* [Records contained in a dataset]:

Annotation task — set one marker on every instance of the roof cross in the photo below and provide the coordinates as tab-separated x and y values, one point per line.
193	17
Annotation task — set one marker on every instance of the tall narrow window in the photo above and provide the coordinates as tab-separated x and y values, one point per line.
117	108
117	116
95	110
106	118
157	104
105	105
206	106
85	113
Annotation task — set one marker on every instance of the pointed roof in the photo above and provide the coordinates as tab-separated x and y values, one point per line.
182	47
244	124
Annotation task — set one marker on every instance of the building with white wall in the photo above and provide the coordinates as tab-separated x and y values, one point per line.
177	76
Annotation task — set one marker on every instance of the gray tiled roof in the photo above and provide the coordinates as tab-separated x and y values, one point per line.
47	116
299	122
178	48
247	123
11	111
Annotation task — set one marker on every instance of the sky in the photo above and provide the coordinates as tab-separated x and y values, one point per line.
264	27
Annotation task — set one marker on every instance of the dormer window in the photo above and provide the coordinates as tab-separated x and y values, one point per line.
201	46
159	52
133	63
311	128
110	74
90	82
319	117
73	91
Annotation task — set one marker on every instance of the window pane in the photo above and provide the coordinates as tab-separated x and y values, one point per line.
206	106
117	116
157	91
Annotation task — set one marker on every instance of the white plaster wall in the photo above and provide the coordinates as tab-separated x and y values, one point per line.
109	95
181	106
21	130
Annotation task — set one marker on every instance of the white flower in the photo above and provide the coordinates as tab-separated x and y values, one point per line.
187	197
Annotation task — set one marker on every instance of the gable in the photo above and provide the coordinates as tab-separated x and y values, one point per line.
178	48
==
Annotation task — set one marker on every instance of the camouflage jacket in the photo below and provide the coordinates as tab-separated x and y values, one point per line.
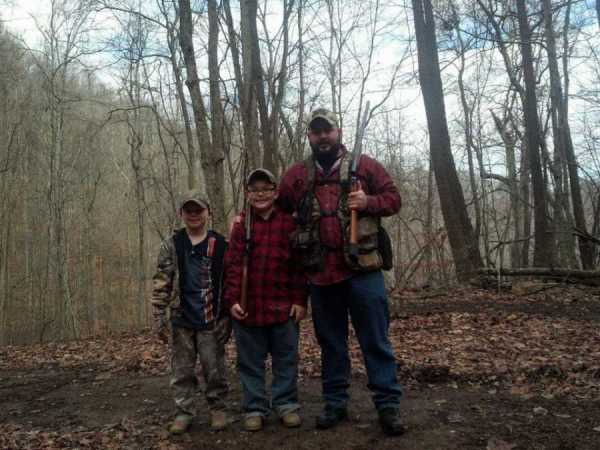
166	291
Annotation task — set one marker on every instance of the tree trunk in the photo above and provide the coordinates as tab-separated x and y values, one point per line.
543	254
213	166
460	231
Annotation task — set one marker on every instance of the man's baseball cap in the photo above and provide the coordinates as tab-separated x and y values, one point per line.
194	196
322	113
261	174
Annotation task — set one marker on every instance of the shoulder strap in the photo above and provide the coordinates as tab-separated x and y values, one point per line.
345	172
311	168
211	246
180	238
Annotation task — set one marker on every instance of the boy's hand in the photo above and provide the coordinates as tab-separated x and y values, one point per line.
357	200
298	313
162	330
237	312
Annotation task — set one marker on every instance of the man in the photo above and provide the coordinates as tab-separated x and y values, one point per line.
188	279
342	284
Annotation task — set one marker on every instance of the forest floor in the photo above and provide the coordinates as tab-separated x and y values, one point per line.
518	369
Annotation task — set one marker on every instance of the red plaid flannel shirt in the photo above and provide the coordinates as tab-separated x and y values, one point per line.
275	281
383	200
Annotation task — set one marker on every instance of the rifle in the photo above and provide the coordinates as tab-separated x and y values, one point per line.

* [The problem]:
Above are some records; copy exactly the lines from the one with "the red plaid" through the one with "of the rifle", both included, and no others.

* [Final answer]:
Annotation task — set one marker on every instance of the red plaid flannel shirt in the photo above and provide the coordinates as tab-separated x and y values, one point per line.
275	281
383	200
Annotation task — set one marker on every instance of the rifle in the photo above and provide the coordinates as tab-separated x and y values, one point per line.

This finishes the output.